What if everyone doesn't agree?  I don't.  So yes as I pointed out if you have complete unanimous agreement of every coinholders, merchant, developer, exchange, etc then sure you can make a change.  Baring that what happens when some sites start advertising prices in old BTC and some in new BTC?  Someone on new version of client sends 1 BTC to someone with newever version of client.  Each one things the other messed up because on their clients they see a different amount.    MtGox prices in "old BTC" but doesn't call it old BTC it simply is BTC and BTC-e prices in "new BTC" but also calls it BTC.

Quick 1.23 BTC is it old BTC or new BTC?

It isn't going to happen just like tomorrow we could decide a meter isn't a meter it is a "new meter" which will also confusingly be called a meter expect it is 3x as long as an "old meter" which will also be called a meter.  That could happen, but it won't because it would be stupid and pointless.

Quote
Of course, the real issue is that it becomes uneconomical to send less than 1 mBTC (100,000 Satoshis) and have it confirmed quickly due to fees that the client and/or miners require. Fees will only get more expensive as traffic increases. There are other threads looking at that issue though.

Fees have been reduced in the past, will be reduced again in the next version, and will likely be continually reduced and decentralized more in the future.   There is no required fee on high priority transactions.  The min mandatory fee only exists as a spam prevention mechanism to protect the network from Denial Of Service attacks.  It can be continually lowered to a point which balances the needs of the network with the need to protect the network.
6569  Other / Beginners & Help / Re: Incentive for miner in shared pool not to cheat? on: April 09, 2013, 05:55:27 PM
Nice, thanks!  That's good to know.  So the "winning number" is already bound to the target account that will be receiving the bounty, so there's no way somebody can cheat and keep the bounty for themselves.


Well it is more complicated and secure than that. A solved block is only good as single specific entity.  Change any aspect of the block (timestamp, previous block hash, remove any transactions, add a transaction, etc) then the block will have a new random block hash which will not meet the difficulty target.
-*-*-
Directive A:
Answer these questions from the Bitcoin forum text:
(i) Which exchange prices in "new BTC"?
(ii) How many Satoshis make up 1 mBTC?
(iii) What kind of attacks is the minimum mandatory fee meant to protect the network from?
The Bitcoin forum text and the records that follow it come from unrelated sources.
-*-*-
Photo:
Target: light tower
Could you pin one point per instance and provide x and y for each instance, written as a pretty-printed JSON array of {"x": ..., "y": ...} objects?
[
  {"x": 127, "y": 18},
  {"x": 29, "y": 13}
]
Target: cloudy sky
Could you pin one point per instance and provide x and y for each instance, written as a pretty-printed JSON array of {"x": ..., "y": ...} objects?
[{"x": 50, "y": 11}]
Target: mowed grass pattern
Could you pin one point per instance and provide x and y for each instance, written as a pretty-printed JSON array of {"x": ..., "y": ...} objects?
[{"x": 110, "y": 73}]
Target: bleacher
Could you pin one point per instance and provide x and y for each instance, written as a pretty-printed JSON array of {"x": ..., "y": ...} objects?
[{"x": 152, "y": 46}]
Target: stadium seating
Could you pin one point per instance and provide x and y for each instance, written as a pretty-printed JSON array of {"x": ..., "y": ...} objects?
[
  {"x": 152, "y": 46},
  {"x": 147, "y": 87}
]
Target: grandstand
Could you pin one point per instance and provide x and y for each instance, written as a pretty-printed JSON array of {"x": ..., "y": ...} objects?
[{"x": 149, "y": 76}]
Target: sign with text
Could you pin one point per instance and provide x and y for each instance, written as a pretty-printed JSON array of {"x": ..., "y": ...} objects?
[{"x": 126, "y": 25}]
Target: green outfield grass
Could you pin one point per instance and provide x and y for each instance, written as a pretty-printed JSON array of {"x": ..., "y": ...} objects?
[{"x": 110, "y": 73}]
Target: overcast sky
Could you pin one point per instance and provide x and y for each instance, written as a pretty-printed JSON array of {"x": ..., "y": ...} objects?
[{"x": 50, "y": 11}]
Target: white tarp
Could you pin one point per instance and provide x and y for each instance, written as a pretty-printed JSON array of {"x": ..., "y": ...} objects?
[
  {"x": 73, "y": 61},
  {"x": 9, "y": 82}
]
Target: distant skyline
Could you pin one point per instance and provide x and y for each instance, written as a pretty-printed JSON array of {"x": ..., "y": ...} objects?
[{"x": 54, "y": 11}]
-*-*-
Directive B: Collect every line of the records that contains the string "grass". Case counts.

Worked answer A:
(i) BTC-e
(ii) 100,000
(iii) Denial Of Service attacks

Worked answer B:
Target: mowed grass pattern
Target: green outfield grass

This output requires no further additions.